• _Exercise requirements_: Carry on the forum discussion about charging customers for software maintenance, starting right after its last sentence.

===== Text shown

What you mean is you would like it to be.

And the customer would most definitely not like it to be.

The best analogy is cars. Cars will eventually wear out and need replacing; you're going to be able to make money off selling spare parts, or selling new cars, but it's the customer who decides how long to keep his car before changing.

So you've either got to make this year's model enough of an improvement for him to upgrade, or try and create new customers.

Stephen Jones
Monday, December 23, 2002

You don't explain anything to them.  All you'll get are a bunch of customers who will try to use your explanations as ammo to argue against your price hike.

If your clients derive real value from your work and respect you for the expert you are, they won't sweat a rate hike.  It's that simple.

I more then doubled the rates I charge my private clients not long ago.  I lost a couple, but frankly they were problem clients to begin with.  The good clients stuck around.  And I continue to bust my buns to make them feel I'm worth it, just like I always have.

Norrick
Monday, December 23, 2002

"So you've either got to make this year's model enough of an improvement for him to upgrade, or try and create new customers. "

Since all cars wear out you either start paying more than new cars in continual maintenance, or chuck it and replace. In the end, even if the cars models would get worse every year you'd still sell new cars because it is simply the cheapest way to keep mobile.

Now when was the last time you wore out some bits?

The reason some people do not get the economics of this industry is that they keep trying to come up useless analogies.

Just me (Sir to you)
Tuesday, December 24, 2002

Thx much everyone for your contributions. Actually, the car analogy is also the least bad I came up with.

Fact is, bits don't rust, but for one thing, the development environment (Windows, technology) keeps changing, which requires occasionnal rewrites, but the business we're in (health care) is also under continual legal changes.

Combining the two, even customers who aren't interested in their computer infrastructure (which is most of them) would understand why they need to pay up every year if they want to keep using the software.

My dad also pointed a couple of times that our maintenance fee costs them less than 5% what their janitor costs them. An argument to be used wisely, but has the advantage of placing things in perspective.

Thx again

Frederic Faure
Tuesday, December 24, 2002

Dear Just me,
                      I don't think you get the point of the analogy. Sure bits don't rust but there are few programs that can be used ten years after they were written. Apart from anything else if the physical machine breaks down you are likely to find yourself buying a new machine with an OS that probably won't run the old software.

==========
===== Record extracts

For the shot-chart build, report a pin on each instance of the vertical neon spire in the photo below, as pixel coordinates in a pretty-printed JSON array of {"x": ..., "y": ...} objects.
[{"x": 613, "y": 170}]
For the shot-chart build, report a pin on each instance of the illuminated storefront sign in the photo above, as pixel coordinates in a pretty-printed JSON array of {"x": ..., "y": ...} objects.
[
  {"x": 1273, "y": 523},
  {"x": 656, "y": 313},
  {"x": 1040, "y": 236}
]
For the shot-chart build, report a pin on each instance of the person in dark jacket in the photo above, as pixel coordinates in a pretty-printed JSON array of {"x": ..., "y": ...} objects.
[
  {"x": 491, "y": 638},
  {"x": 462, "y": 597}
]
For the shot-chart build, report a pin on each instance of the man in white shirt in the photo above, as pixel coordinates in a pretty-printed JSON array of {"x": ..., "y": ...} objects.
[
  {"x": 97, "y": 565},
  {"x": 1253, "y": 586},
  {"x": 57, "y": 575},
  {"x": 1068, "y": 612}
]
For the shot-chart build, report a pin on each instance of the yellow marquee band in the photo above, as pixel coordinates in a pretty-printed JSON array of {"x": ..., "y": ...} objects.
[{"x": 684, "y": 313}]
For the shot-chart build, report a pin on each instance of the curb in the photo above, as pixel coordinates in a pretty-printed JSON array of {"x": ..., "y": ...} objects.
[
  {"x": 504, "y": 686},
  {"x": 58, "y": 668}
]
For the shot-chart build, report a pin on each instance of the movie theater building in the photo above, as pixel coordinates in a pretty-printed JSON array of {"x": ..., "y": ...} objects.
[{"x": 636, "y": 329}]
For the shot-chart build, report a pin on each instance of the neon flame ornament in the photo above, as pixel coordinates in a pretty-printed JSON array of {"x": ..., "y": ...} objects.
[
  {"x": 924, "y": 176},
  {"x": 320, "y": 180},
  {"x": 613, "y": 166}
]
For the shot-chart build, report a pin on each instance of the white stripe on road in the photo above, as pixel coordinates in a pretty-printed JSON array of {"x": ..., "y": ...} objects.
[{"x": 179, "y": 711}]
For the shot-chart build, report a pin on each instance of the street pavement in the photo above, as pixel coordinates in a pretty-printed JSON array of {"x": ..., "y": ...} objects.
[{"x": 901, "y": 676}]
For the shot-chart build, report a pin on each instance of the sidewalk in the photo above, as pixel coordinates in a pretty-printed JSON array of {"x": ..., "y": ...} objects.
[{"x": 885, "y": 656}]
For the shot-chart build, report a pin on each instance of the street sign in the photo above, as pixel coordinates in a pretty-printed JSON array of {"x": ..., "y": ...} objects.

==========

• _Exercise result_:
                    The point I'm trying to make is that much as a developer would like a subscription model the customer is not going to buy into it. After all if the software works why should he get a maintenance contract.

Stephen Jones
Tuesday, December 24, 2002

The continuous legal changes are pretty good ammo to use as to why you must continually change -- and charge to change -- your software.  Having been in the mortgage software industry for years, we're fully aware of having to charge maintenance fees, simply to cover the cost of the ever changing legal requirements, let alone business changes.  However, keep in mind that nobody outside this industry can ever imagine why it costs so much to develop software. 

GML
Tuesday, December 24, 2002

As for the cost of developing software, it'd be cool if users were required to pass a license like for operating vehicles, which would include a two-hour introduction to development, with some hands-on experience with eg. VBA, just so they would have some experience with how abstract all this is, and how difficult it is to plan for any failure that might occur.

I'm not holding my breath...

Thx again for your contributions :-)

Frederic Faure
Wednesday, December 25, 2002

"...include a two-hour introduction to development..."

That's a neat idea.

Sounds like you've had some customers for many years. If they're geographically close to you, go rent out some space somewhere (are there still net-gamer places) and teach a class on developing software for two hours. As a perk of being a customer of yours for so many years.